> **Records provided**:
** BEGIN **

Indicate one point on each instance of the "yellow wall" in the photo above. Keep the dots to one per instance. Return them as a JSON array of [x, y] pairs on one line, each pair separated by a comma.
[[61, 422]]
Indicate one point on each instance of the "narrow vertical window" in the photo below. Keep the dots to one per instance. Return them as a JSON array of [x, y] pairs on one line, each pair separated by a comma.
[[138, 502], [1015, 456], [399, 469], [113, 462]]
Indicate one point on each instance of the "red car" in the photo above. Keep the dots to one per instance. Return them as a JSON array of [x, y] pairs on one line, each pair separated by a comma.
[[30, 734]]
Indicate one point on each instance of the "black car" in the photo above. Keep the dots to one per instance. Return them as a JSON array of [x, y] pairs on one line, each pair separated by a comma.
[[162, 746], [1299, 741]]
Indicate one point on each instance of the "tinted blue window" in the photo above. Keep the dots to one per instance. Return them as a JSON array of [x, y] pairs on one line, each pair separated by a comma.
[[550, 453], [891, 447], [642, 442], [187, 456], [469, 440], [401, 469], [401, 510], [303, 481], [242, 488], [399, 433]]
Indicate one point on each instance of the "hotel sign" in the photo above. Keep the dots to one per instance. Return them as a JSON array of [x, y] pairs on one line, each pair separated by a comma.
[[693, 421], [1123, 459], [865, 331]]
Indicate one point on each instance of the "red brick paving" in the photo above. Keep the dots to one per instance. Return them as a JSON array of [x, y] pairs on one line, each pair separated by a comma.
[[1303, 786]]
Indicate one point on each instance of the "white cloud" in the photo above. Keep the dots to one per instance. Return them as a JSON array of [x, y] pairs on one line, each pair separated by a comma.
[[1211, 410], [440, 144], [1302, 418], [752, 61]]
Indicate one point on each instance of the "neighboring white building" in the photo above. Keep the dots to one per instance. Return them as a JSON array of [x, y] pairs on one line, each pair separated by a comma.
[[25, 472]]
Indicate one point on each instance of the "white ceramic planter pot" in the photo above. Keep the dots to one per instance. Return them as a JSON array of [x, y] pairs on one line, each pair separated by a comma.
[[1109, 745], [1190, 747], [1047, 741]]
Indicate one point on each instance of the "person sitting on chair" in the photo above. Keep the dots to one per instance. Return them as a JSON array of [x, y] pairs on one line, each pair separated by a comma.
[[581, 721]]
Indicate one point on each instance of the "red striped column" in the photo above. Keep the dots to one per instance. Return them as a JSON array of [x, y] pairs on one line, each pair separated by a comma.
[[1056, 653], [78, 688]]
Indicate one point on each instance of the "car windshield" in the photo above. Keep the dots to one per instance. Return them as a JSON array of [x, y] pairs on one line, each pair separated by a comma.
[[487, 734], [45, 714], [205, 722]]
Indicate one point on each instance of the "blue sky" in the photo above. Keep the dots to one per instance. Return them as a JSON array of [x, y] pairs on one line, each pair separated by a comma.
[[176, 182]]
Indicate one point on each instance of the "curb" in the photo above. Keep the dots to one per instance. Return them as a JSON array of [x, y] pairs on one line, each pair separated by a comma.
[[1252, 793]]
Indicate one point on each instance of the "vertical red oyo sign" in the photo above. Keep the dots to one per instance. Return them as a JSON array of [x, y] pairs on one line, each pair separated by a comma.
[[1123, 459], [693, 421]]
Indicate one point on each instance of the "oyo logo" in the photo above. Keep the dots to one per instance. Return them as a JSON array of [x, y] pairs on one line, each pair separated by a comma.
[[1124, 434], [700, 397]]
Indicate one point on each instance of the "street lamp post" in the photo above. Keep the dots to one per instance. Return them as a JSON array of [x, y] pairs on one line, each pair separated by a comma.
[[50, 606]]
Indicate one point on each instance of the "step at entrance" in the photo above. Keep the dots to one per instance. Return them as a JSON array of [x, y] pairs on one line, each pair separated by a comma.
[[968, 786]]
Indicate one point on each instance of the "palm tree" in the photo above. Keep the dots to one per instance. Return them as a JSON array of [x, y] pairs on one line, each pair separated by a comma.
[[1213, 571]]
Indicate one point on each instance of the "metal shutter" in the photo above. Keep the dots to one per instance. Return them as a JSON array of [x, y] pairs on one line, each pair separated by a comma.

** END **

> **Aim**: Extract the data exactly as given.

> **Answer to this exercise**:
Indicate one point on each instance of the "yellow wall" in the photo above. Keep the dots to one per instance. Return them as a JSON array of [x, y] pairs on one line, each pair separated by a comma.
[[61, 422]]
Indicate one point on each instance of the "narrow vertical window" in the photo below. Keep the dots to one per instance. Return them as a JSON array of [x, y] pairs on one line, each pair separated by a comma.
[[138, 502], [1015, 456], [399, 469], [113, 462]]
Indicate one point on each instance of the "red car" in the photo above. Keep the dots to one per instance. Return them as a JSON array of [x, y] pairs on one line, each pair separated by a comma.
[[30, 734]]
Indicate one point on each instance of the "black car" in the photo above. Keep the dots to one per instance. Return them as a JSON array of [x, y] pairs on one line, each pair separated by a comma.
[[162, 746], [1299, 741]]
Indicate one point on each instance of the "tinted blue window" in the photo above. Keep the dots to one per instance. Return them as a JSON array of [x, y] pairs on one line, each pair separated by a comma.
[[550, 453], [891, 447], [642, 442], [187, 456], [469, 440], [401, 469], [401, 510], [303, 481], [242, 488], [399, 433]]
Indicate one point on each instance of the "hotel sign" in the photo above. Keep the dots to one per instance. Return them as a JSON array of [x, y] pairs on one line, each pair separated by a comma.
[[693, 421], [1123, 459], [865, 331]]
Indicate one point on each instance of the "red brick paving" in the photo above. Keep the dots to one per instance. Return them as a JSON array of [x, y] pairs on one line, each pair separated by a comma.
[[1303, 786]]
Indicate one point on each instance of the "white cloud" in the photo above. Keep the dots to one per instance. Return them as a JSON array of [x, y] pairs on one line, each pair separated by a comma.
[[1211, 410], [440, 144], [1302, 418], [752, 61]]
Indicate one point on each instance of the "neighboring white building" in the photo above. Keep the dots to one per instance. Return them as a JSON array of [x, y] pairs on one line, each pair separated by a comma.
[[25, 472]]
Indicate one point on each instance of the "white ceramic planter pot" in the photo above. Keep the dots to one per instance. Return them as a JSON array of [x, y] pairs on one line, each pair separated by a comma.
[[1109, 745], [1190, 747], [1047, 741]]
Indicate one point on each instance of the "person sitting on chair" in the photo above. Keep the dots to one per instance. Return them as a JSON array of [x, y] pairs on one line, each pair separated by a comma.
[[581, 721]]
Indicate one point on each instance of the "red striped column" in the photo above. Keep the dots to one per instance. Return them as a JSON array of [x, y] pairs on one line, each pair separated by a comma.
[[1056, 653], [78, 688]]
Indicate one point on each instance of the "car windshield" in the photo above. Keep the dots to one per instance. Return them as a JSON array of [x, y] pairs on one line, each pair separated by a comma.
[[487, 734], [45, 714], [205, 722]]
Indicate one point on each instance of the "blue sky" in the photo above. Keep the dots to one per instance. Return them as a JSON array of [x, y] pairs on one line, each pair separated by a comma.
[[176, 182]]
Indicate one point on each instance of the "curb" in the photo above. Keep the dots to one per instance. Return them as a JSON array of [x, y] pairs on one line, each pair separated by a comma.
[[1252, 793]]
Indicate one point on each instance of the "vertical red oyo sign" in the photo above. Keep the dots to one per instance. Return them as a JSON array of [x, y] pairs on one line, each pair separated by a comma.
[[1123, 459], [693, 421]]
Indicate one point on each instance of the "oyo logo" in the photo above. Keep the dots to one per instance. Return them as a JSON array of [x, y] pairs on one line, each pair separated by a comma.
[[1124, 434], [700, 397]]
Indicate one point on each instance of the "street lamp post" in the photo above. Keep the dots to one per instance. Return them as a JSON array of [x, y] pairs on one line, each pair separated by a comma.
[[50, 606]]
Indicate one point on each instance of the "step at entrance" in the photo above. Keep the dots to one per instance. Return them as a JSON array of [x, y] pairs on one line, each pair separated by a comma.
[[968, 786]]
Indicate one point on each instance of the "palm tree" in the photo above. Keep the dots to one per instance. Return them as a JSON array of [x, y] pairs on one line, each pair separated by a comma.
[[1213, 571]]
Indicate one point on each instance of the "metal shutter" in the photo above. Keep the dots to one per instance. Return them as a JSON array of [x, y] pairs on one line, each pair separated by a comma.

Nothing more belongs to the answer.